◆ Required action ◆
Return the entries below precisely, omitting nothing.

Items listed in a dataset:
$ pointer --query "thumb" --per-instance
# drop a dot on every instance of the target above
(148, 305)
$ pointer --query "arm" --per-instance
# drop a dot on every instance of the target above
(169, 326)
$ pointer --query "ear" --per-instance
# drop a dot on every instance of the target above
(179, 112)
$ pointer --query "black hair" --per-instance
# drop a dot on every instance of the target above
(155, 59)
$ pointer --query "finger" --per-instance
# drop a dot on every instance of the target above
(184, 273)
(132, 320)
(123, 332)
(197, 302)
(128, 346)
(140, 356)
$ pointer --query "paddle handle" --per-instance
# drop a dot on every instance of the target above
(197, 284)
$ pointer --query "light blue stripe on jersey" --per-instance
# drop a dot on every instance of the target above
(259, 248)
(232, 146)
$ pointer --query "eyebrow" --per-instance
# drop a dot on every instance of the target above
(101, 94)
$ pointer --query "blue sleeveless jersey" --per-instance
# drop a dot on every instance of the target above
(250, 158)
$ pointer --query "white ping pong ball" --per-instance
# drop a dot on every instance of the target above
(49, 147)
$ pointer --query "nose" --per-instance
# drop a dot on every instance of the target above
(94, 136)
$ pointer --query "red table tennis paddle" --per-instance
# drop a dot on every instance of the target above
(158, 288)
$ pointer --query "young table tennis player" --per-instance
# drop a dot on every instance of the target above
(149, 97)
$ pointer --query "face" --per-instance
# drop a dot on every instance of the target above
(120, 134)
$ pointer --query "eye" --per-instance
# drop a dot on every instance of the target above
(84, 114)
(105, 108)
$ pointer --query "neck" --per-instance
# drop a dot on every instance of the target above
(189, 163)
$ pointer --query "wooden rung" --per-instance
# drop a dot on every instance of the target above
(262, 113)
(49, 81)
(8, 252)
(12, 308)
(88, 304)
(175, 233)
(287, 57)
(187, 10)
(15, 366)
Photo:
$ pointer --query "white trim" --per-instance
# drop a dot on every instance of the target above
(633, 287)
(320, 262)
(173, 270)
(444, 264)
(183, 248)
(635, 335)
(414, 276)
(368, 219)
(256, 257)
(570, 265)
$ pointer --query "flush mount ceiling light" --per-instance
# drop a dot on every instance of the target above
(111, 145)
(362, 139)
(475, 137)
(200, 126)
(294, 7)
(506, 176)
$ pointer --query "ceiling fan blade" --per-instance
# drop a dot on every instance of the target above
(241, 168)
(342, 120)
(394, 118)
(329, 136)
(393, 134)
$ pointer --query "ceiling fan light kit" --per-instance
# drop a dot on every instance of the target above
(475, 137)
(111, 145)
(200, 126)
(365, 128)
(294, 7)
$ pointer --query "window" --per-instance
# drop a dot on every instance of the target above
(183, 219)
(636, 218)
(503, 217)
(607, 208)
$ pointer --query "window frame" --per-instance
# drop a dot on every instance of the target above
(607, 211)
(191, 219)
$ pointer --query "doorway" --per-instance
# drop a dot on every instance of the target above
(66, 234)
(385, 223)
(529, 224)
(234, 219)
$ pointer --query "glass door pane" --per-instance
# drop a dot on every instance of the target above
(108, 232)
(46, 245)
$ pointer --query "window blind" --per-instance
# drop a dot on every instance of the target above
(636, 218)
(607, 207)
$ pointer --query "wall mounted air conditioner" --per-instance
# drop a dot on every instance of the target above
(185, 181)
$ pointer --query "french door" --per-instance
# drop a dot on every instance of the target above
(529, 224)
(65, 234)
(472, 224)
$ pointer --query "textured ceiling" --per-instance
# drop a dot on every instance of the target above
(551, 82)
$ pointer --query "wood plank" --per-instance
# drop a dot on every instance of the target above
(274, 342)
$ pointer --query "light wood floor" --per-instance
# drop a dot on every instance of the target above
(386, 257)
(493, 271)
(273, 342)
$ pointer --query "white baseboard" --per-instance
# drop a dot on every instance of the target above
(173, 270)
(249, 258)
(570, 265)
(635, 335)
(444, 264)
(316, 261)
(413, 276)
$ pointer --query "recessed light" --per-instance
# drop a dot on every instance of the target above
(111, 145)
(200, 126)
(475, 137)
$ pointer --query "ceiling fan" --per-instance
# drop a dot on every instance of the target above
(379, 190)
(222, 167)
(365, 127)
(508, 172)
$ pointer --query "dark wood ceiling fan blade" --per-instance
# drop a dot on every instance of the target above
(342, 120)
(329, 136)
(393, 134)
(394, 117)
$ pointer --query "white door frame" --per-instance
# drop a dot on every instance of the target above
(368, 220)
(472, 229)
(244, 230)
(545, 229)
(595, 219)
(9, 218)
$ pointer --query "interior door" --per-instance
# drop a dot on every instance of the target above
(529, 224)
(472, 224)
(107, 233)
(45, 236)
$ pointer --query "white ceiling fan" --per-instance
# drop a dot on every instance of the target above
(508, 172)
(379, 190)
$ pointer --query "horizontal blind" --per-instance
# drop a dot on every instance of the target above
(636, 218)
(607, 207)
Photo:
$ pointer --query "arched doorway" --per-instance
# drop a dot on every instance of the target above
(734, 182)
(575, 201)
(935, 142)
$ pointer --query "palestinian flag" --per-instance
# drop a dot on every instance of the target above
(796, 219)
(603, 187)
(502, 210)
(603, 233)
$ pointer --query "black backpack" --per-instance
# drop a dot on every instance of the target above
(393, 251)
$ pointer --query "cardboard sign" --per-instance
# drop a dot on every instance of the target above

◆ Task solution ◆
$ pointer --query "thumb" --per-instance
# drop a dot on every instance of the target above
(148, 305)
$ pointer --query "arm" --per-instance
# drop a dot on every instance of the target above
(169, 326)
$ pointer --query "ear" --per-instance
# drop a dot on every instance of the target above
(179, 112)
$ pointer --query "black hair" --per-instance
# drop a dot on every instance of the target above
(155, 59)
$ pointer --query "finger" --per-instance
# drop a dot on every instance of the target above
(184, 273)
(132, 320)
(123, 332)
(197, 302)
(128, 346)
(140, 356)
$ pointer --query "paddle handle" --per-instance
# drop a dot on every instance of the target above
(197, 284)
$ pointer --query "light blue stripe on jersey" --per-instance
# drop a dot on every instance of the target above
(259, 248)
(232, 146)
$ pointer --query "eyebrow" --per-instance
# drop a dot on every instance of the target above
(101, 94)
$ pointer --query "blue sleeveless jersey" --per-instance
# drop a dot on every instance of the target above
(250, 158)
$ pointer --query "white ping pong ball" --per-instance
# drop a dot on every instance of the target above
(49, 147)
$ pointer --query "nose" --per-instance
# drop a dot on every instance of the target above
(94, 136)
$ pointer --query "red table tennis paddle" --per-instance
# drop a dot on every instance of the target above
(158, 288)
$ pointer --query "young table tennis player" --per-instance
# drop a dot on every instance of the target above
(149, 97)
$ pointer --query "face" --per-instance
# drop a dot on every instance of the target above
(120, 134)
$ pointer --query "eye" --per-instance
# drop a dot on every instance of the target above
(84, 114)
(105, 108)
$ pointer --query "neck" --per-instance
# drop a dot on every instance of the target above
(189, 163)
$ pointer --query "wooden rung" --per-instance
# drop a dot on every instance of the target above
(262, 113)
(49, 81)
(8, 252)
(12, 308)
(88, 304)
(175, 233)
(287, 57)
(187, 10)
(15, 366)
Photo:
$ pointer --query "white trim" --per-instance
# drop a dot on every instance of the target above
(633, 287)
(320, 262)
(173, 270)
(444, 264)
(183, 248)
(635, 335)
(414, 276)
(368, 219)
(256, 257)
(570, 265)
$ pointer --query "flush mount ceiling light" --per-instance
# drop a dot on every instance of the target above
(111, 145)
(362, 139)
(475, 137)
(200, 126)
(294, 7)
(506, 176)
$ pointer --query "ceiling fan blade" --per-instance
# drop a dot on every instance of the target above
(241, 168)
(342, 120)
(394, 118)
(329, 136)
(393, 134)
$ pointer --query "ceiling fan light kit" --per-instance
# drop a dot on every instance of the target above
(475, 137)
(111, 145)
(200, 126)
(365, 128)
(294, 7)
$ pointer --query "window" --per-instance
# drop a dot on every instance of the target above
(183, 219)
(636, 218)
(503, 217)
(607, 208)
$ pointer --query "window frame" --per-instance
# drop a dot on every instance of the target above
(607, 211)
(191, 219)
$ pointer --query "doorway" --per-instance
# drop a dot on every instance of the target above
(66, 234)
(385, 223)
(529, 224)
(234, 219)
$ pointer --query "glass door pane" --per-instance
# drop a dot on every instance of the target above
(108, 232)
(46, 245)
$ pointer --query "window blind" --per-instance
# drop a dot on every instance of the target above
(636, 218)
(607, 207)
$ pointer --query "wall mounted air conditioner" --per-instance
# drop a dot on every instance of the target above
(185, 181)
$ pointer --query "french door" --per-instance
# drop a dot on every instance of the target above
(529, 224)
(65, 234)
(472, 224)
$ pointer --query "textured ceiling" --per-instance
# drop a dot on every instance of the target above
(551, 82)
$ pointer --query "wood plank" --per-instance
# drop a dot on every instance of the target above
(274, 342)
$ pointer --query "light wood floor" --per-instance
# drop a dot on every instance of the target above
(386, 257)
(493, 271)
(273, 342)
$ pointer --query "white baseboard" --per-instance
# drop a dot on every instance of the target above
(173, 270)
(249, 258)
(570, 265)
(635, 335)
(444, 264)
(316, 261)
(413, 276)
$ pointer --query "recessed light" --per-instance
# drop a dot on every instance of the target above
(111, 145)
(200, 126)
(475, 137)
$ pointer --query "ceiling fan" --per-instance
# drop a dot on every instance of the target above
(379, 190)
(222, 167)
(365, 127)
(508, 172)
$ pointer --query "dark wood ceiling fan blade" --per-instance
# drop a dot on every instance of the target above
(342, 120)
(329, 136)
(393, 134)
(394, 117)
$ pointer --query "white door frame" --per-instance
# drop a dot on every instance of the target above
(368, 220)
(472, 229)
(244, 230)
(545, 229)
(595, 219)
(9, 218)
$ pointer --query "interior door" --per-instance
# drop a dot on every instance of the target above
(529, 224)
(472, 224)
(107, 233)
(45, 236)
$ pointer --query "white ceiling fan" --per-instance
# drop a dot on every instance of the target above
(508, 172)
(379, 190)
$ pointer --query "horizontal blind" --per-instance
# drop a dot on every instance of the target above
(636, 218)
(607, 207)
Photo:
$ pointer --query "arched doorway" --per-instance
# drop a dot on every instance of the target above
(734, 182)
(575, 201)
(935, 142)
$ pointer --query "palestinian flag" --per-instance
# drop a dot on every instance of the target above
(796, 219)
(603, 187)
(502, 210)
(603, 233)
$ pointer --query "black backpack" --per-instance
# drop a dot on every instance of the target above
(393, 251)
$ pointer --query "cardboard sign" --per-instance
# drop a dot on every instance of the target above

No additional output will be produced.